··· DATASET EXTRACT ···

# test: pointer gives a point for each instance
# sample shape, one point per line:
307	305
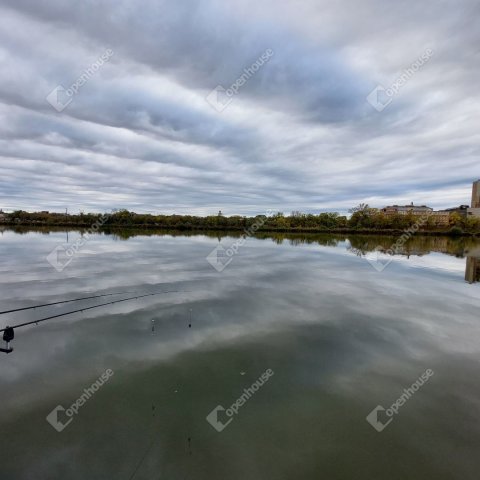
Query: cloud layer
299	135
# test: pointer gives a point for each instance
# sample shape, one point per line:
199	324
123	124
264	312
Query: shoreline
184	228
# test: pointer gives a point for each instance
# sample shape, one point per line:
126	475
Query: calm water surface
338	337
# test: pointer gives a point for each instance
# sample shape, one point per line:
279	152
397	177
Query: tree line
362	218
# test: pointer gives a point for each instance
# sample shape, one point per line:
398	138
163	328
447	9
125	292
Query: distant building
476	194
461	210
475	209
441	217
407	209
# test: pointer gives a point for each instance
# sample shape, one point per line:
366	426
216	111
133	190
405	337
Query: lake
275	357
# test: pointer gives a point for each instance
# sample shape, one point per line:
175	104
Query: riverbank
225	229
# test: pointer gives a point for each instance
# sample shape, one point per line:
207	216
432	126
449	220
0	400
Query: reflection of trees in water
472	270
416	245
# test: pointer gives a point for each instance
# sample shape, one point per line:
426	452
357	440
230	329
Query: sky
243	106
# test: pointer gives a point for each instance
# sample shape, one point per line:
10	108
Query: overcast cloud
299	135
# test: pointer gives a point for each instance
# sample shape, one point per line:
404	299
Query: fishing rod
63	301
9	331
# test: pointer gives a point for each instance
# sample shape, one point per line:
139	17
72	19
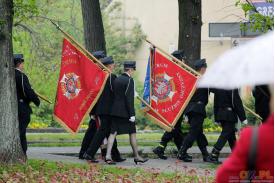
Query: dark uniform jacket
262	97
105	102
198	102
25	93
124	94
228	106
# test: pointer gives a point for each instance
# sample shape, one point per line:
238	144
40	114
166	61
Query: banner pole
252	112
191	70
151	108
81	47
43	97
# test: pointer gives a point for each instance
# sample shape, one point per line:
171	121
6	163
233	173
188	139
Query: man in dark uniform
176	133
196	113
261	94
103	111
92	124
228	107
25	95
123	111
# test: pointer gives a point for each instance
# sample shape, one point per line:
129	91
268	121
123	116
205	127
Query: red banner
80	84
171	89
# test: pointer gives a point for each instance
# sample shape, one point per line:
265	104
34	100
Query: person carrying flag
176	133
196	113
25	95
103	111
123	111
89	134
228	108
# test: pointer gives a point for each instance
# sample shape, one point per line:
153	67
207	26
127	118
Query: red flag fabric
80	84
171	89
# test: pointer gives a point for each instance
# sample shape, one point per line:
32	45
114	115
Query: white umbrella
247	65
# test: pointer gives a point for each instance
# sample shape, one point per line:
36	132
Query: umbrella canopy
247	65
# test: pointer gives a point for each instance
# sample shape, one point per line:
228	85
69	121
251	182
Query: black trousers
24	120
227	135
101	133
175	134
195	132
89	135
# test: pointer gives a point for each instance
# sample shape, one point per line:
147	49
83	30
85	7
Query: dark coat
105	102
25	93
124	94
262	97
228	106
198	102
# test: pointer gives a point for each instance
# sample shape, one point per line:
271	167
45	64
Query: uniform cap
107	60
179	54
129	64
99	54
198	64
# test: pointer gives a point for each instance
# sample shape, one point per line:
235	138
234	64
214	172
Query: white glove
92	117
132	119
217	123
186	118
136	94
245	122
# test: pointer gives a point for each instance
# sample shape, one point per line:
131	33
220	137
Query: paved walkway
68	154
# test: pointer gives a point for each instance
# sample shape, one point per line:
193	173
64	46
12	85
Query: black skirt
122	126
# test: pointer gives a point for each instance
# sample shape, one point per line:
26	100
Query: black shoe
140	161
119	159
80	156
110	162
185	157
159	151
89	158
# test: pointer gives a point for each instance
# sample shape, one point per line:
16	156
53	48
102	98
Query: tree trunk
190	23
93	25
10	147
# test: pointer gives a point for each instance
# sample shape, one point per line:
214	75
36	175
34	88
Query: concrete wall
159	21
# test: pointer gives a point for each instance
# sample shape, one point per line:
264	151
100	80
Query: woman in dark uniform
123	111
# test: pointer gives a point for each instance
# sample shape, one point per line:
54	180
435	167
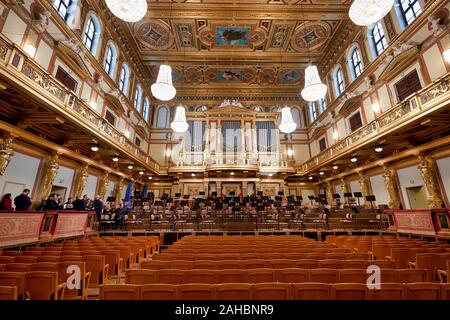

···

Count the lines in the listing above that contain the string "umbrella", treating uppercase and lowercase as different. Give only the number.

» **WRITTEN RESPONSE**
2